§ **Requirements**
Write out exactly, with no other output, the lines below from the one that contains "Mark the overcast sky with a point." through the end.

§ **Input for this task**

---*---

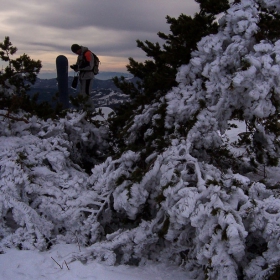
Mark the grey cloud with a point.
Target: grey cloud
(109, 27)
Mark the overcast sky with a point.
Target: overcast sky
(110, 28)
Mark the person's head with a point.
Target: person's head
(75, 48)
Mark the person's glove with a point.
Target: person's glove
(74, 67)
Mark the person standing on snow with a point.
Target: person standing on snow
(84, 66)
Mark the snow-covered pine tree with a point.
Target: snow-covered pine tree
(44, 193)
(186, 202)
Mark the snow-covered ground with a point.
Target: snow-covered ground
(32, 265)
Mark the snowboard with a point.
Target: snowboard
(62, 80)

---*---

§ **Result for this task**
Mark the overcast sky with a point.
Target: overcast sky
(110, 28)
Mark the person's head with a point.
Target: person's head
(75, 48)
Mark the person's glove with a point.
Target: person's glove
(74, 67)
Mark the person standing on snow with a point.
Target: person standing on snow
(84, 66)
Mark the snow-covered pine tree with a point.
Target: snow-covered pine tree
(44, 193)
(186, 202)
Mark the snow-covered ground with a point.
Target: snow-covered ground
(32, 265)
Mark the snowboard with a point.
Target: snowboard
(62, 80)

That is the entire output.